**Task 1**
Reproduce the passage from the exhibition text starting at "This is a visual" and ending at "the art experience.".
**Task 2**
Summarize the exhibition text in two sentences.

:: Excerpted text

2021 – 48 Hours Neukölln Exhibition

The Fleeting Air between the Artwork and the Viewer

A group exhibition and empirical aesthetic research observing the encounter between a work of art and a viewer.

As part of 48 Hours Neukölln 2021, a curatorial and research collaboration between EDGE-Blurring the Borders between Art and Neuroscience e.V. and Keren Shalev.

Dates & Times:
June, 18 – June 20, 2021:
Friday 7-11pm
Saturday outside space 2-11pm; inside space 6-11pm
Sunday 2-7pm

Location:
Tante Frizzante KiezGarten Zart Daneben,

Hermannstraße 99, 12051 Berlin, Germany

More information? Klick here

(1) Tatiana Lupashina, Oculus, 2020; (2) Yoohnee Kim, Wrong Display, 2019; (3) Laura Darbutaitė, from the series “27,2 seconds with the great work of art”

This exhibition consists of three works by three female artists and an empirical study whose subject are the different aspects that are integral in the phenomenon of our encounter, perception, experience, and handling of works of art, rather than the artwork itself.

This is a visual and practical discussion: How does our visual perception mechanism function? Is there a right or wrong display of art? What are the actions around a masterpiece? Where and how does it meet us? Is it possible to optimize our chances of having a meaningful experience with an artwork?

From research in the field of empirical aesthetics, it becomes clear that artworks are not isolated stimuli in a vacuum. We actively bring forth our experiences in such environments. Context, as well as our embodied engagement with art, crucially determines how we perceive and even evaluate art: it has been shown to influence our experience in terms of aesthetic value and viewing time, as well as our liking, interest, emotional arousal, the intensity of experience, as well as our future memory of the art experience.

::::
:: Dataset entries

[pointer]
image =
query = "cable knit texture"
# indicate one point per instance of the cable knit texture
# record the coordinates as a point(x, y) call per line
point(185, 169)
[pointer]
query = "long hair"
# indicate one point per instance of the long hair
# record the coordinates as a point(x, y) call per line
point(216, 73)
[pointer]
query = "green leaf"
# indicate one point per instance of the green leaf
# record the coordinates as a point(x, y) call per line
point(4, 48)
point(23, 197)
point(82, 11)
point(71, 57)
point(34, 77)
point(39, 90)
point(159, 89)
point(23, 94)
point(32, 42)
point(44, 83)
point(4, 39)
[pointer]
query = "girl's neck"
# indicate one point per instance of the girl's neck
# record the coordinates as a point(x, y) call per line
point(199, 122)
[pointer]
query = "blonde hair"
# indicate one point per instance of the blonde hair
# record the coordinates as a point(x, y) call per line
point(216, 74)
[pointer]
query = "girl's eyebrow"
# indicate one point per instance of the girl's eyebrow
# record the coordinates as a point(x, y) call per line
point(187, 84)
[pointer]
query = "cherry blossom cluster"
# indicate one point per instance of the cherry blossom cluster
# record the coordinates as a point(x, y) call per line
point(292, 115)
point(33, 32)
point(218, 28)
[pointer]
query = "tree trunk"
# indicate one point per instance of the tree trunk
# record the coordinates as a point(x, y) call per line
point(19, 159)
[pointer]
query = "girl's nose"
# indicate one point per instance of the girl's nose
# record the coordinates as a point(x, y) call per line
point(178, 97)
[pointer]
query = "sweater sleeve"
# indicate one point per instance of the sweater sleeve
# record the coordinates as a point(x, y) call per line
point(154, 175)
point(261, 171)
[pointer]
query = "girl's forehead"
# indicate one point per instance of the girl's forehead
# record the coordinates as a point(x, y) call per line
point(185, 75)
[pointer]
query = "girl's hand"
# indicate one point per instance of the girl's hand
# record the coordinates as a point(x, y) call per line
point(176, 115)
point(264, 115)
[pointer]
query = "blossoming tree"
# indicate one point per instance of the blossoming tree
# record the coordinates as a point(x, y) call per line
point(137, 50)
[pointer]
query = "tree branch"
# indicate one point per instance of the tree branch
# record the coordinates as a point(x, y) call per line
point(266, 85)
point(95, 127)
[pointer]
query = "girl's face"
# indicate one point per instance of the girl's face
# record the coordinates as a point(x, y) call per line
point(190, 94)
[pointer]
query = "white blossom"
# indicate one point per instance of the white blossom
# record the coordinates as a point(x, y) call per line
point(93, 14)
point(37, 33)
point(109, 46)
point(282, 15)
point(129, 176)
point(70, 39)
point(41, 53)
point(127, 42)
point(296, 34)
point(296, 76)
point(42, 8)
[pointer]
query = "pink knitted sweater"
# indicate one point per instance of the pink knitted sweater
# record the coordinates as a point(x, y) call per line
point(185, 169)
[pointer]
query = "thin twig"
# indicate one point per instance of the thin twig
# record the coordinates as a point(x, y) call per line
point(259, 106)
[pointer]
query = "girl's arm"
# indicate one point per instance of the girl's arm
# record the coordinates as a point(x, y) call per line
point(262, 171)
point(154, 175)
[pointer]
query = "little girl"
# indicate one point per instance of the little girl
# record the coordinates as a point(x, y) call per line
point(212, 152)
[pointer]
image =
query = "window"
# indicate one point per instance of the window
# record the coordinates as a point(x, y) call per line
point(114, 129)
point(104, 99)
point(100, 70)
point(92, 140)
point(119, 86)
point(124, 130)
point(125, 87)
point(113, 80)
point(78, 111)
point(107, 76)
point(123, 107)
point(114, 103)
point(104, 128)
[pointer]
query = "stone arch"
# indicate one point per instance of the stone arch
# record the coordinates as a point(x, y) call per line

::::

**Answer box 1**
This is a visual and practical discussion: How does our visual perception mechanism function? Is there a right or wrong display of art? What are the actions around a masterpiece? Where and how does it meet us? Is it possible to optimize our chances of having a meaningful experience with an artwork?

From research in the field of empirical aesthetics, it becomes clear that artworks are not isolated stimuli in a vacuum. We actively bring forth our experiences in such environments. Context, as well as our embodied engagement with art, crucially determines how we perceive and even evaluate art: it has been shown to influence our experience in terms of aesthetic value and viewing time, as well as our liking, interest, emotional arousal, the intensity of experience, as well as our future memory of the art experience.

**Answer box 2**
The exhibition "The Fleeting Air between the Artwork and the Viewer," part of 48 Hours Neukölln 2021, pairs three works by three female artists with an empirical study of how viewers encounter, perceive, experience, and handle art. Drawing on empirical aesthetics research, it holds that context and our embodied engagement with art shape how we perceive and evaluate it, including its aesthetic value, our viewing time and liking, and our later memory of the experience.